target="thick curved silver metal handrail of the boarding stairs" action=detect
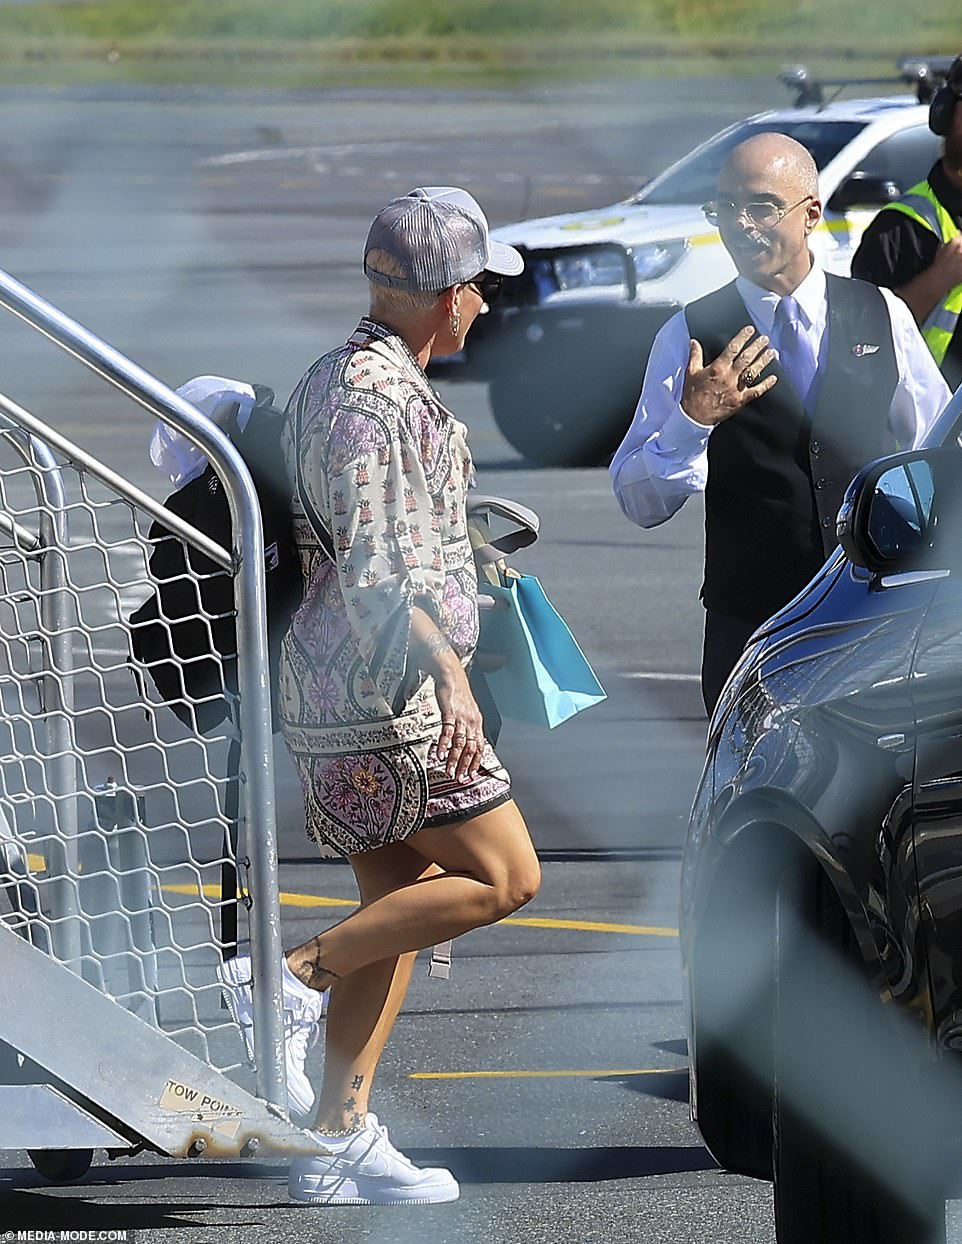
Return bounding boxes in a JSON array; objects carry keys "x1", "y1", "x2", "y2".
[{"x1": 0, "y1": 270, "x2": 286, "y2": 1107}]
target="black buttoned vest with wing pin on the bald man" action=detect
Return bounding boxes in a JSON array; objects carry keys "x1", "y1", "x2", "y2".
[{"x1": 684, "y1": 275, "x2": 899, "y2": 626}]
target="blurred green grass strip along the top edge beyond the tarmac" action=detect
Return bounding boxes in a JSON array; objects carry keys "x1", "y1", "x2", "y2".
[{"x1": 0, "y1": 0, "x2": 958, "y2": 87}]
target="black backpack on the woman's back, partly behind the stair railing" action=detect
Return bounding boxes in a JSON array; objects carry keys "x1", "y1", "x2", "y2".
[{"x1": 129, "y1": 384, "x2": 302, "y2": 733}]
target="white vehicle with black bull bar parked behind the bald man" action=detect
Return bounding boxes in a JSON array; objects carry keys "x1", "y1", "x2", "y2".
[{"x1": 463, "y1": 57, "x2": 952, "y2": 467}]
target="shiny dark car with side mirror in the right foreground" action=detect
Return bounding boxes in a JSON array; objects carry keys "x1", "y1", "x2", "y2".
[{"x1": 682, "y1": 391, "x2": 962, "y2": 1244}]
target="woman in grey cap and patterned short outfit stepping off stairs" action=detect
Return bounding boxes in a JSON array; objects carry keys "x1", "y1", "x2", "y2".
[{"x1": 226, "y1": 187, "x2": 540, "y2": 1204}]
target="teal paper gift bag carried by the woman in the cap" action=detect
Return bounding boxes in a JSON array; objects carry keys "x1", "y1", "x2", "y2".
[{"x1": 478, "y1": 575, "x2": 605, "y2": 728}]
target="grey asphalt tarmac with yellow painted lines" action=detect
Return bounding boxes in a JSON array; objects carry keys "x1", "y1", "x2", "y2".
[{"x1": 0, "y1": 80, "x2": 780, "y2": 1244}]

◇ ◇ ◇ ◇ ◇

ACTIVITY —
Retype all of the listing above exactly, but keep its pictures out.

RESPONSE TO THE EXERCISE —
target="thick curved silver metal handrail of the boarding stairs" action=detect
Return bounding boxes in a JSON array; objects carry keys "x1", "y1", "x2", "y2".
[{"x1": 0, "y1": 270, "x2": 286, "y2": 1107}]
target="black buttoned vest with wing pin on the bald man" action=detect
Return bounding boxes in a JSON array; objects carry keys "x1", "y1", "x2", "y2".
[{"x1": 684, "y1": 275, "x2": 899, "y2": 626}]
target="blurred green grass strip along the top edge beyond the tarmac" action=detect
Return bounding boxes in a JSON array; objects carry keys "x1", "y1", "x2", "y2".
[{"x1": 0, "y1": 0, "x2": 958, "y2": 87}]
target="black backpack on the woman's back, partly behind the stair railing" action=detect
Return bounding boxes in a JSON array; objects carry keys "x1", "y1", "x2", "y2".
[{"x1": 129, "y1": 384, "x2": 302, "y2": 733}]
target="white vehicle with black bull bar parked behind the bald man" action=detect
Return bounding boxes in a JSON array; objects carry keys "x1", "y1", "x2", "y2".
[{"x1": 463, "y1": 57, "x2": 952, "y2": 467}]
target="shiny dark car with side mirror in the right foreground" action=detect
Return bounding boxes in a JSON array; objects carry keys "x1", "y1", "x2", "y2".
[{"x1": 682, "y1": 391, "x2": 962, "y2": 1244}]
target="woman in grey cap and patterned short outfit stepping off stairs" action=detect
Return bounding boxes in a JSON array; objects carry keys "x1", "y1", "x2", "y2".
[{"x1": 226, "y1": 187, "x2": 540, "y2": 1204}]
target="teal paper gift bag carried by the woman in the cap" action=detect
Return bounding boxes in a JSON array; objects carry keys "x1", "y1", "x2", "y2".
[{"x1": 478, "y1": 575, "x2": 605, "y2": 728}]
target="grey asphalt tarmac with yellow painted lines" action=detect
Return bounding boxes in a JSON array; objects carry keys "x1", "y1", "x2", "y2".
[{"x1": 0, "y1": 80, "x2": 780, "y2": 1244}]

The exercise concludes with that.